= Beginning of Section =
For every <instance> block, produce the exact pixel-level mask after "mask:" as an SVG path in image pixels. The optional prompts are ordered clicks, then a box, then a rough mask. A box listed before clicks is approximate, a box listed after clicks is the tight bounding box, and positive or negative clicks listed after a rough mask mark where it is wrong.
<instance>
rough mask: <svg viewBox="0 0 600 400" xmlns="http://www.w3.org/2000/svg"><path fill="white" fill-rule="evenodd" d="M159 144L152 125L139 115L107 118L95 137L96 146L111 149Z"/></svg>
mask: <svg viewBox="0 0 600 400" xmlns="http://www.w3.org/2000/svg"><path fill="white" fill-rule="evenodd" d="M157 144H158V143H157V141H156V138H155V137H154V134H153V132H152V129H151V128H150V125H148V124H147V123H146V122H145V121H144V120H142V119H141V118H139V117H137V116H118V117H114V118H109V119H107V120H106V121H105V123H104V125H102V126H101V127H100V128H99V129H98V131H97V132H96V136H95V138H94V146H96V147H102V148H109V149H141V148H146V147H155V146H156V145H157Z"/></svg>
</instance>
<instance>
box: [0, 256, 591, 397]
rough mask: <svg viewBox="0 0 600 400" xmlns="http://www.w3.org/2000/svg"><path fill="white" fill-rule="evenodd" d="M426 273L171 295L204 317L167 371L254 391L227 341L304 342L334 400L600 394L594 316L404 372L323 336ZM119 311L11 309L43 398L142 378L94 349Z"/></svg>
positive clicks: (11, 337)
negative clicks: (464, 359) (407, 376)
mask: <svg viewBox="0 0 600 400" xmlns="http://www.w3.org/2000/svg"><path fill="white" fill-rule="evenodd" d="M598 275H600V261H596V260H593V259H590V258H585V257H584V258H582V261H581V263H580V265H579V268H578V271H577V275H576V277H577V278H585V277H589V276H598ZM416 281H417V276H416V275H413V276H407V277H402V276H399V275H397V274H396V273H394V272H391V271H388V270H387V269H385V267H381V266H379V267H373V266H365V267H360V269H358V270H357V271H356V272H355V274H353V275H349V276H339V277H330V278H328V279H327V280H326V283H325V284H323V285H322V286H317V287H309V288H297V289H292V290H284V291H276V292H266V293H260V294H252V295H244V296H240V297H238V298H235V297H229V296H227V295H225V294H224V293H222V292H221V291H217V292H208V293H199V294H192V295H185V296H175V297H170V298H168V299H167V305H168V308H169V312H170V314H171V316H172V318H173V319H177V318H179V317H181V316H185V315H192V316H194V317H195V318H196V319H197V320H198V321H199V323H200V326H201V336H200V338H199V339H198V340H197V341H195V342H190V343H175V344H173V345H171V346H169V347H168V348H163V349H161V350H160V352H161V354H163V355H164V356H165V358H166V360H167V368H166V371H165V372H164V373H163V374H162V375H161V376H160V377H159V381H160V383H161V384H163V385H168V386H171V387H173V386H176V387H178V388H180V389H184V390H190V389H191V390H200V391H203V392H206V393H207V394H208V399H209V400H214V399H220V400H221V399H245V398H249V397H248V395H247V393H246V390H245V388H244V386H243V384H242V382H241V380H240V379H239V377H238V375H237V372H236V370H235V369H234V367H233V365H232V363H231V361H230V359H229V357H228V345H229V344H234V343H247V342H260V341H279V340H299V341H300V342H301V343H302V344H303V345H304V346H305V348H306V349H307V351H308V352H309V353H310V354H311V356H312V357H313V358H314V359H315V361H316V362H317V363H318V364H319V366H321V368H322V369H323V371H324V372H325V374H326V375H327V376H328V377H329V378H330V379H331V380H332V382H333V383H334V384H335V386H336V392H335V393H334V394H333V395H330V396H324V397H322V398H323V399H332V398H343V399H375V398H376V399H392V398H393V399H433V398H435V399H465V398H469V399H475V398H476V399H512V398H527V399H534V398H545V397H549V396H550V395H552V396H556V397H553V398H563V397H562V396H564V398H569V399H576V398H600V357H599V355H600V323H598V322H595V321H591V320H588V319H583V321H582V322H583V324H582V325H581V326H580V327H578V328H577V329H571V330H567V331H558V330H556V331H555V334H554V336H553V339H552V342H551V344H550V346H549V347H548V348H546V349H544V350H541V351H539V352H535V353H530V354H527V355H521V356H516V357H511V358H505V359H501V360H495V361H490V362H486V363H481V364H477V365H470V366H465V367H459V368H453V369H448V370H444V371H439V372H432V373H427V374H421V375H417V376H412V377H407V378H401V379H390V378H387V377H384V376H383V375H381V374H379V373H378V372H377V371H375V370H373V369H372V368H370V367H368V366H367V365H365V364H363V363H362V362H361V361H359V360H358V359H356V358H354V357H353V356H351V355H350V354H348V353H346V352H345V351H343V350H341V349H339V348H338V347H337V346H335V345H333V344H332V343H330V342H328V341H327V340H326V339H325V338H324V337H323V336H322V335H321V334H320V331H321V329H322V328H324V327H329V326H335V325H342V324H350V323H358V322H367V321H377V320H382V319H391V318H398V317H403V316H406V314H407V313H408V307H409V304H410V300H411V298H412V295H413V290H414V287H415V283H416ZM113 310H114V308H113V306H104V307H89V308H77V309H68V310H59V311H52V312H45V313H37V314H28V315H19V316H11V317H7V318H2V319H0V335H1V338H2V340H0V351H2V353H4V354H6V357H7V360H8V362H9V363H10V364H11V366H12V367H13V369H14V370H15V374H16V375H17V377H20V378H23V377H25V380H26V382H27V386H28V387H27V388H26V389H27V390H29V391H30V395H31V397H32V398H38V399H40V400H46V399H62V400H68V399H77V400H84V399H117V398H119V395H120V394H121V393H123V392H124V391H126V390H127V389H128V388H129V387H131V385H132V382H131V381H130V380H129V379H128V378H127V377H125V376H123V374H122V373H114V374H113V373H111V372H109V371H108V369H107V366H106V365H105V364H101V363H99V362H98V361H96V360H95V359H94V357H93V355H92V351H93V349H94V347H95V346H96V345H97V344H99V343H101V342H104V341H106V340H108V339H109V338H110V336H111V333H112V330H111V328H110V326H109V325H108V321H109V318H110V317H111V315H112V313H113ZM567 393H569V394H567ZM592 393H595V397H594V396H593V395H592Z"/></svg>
= End of Section =
Lines holding the word "instance" are the answer; copy every one from the records above.

For every <instance> block, produce the exact pixel-level mask after "mask:" as an SVG path in image pixels. The optional prompts are ordered clicks, then a box, then a rough mask. A box listed before clicks is approximate, a box listed after clicks is the tight bounding box, and positive or negative clicks listed after a rough mask mark where it is wrong.
<instance>
</instance>
<instance>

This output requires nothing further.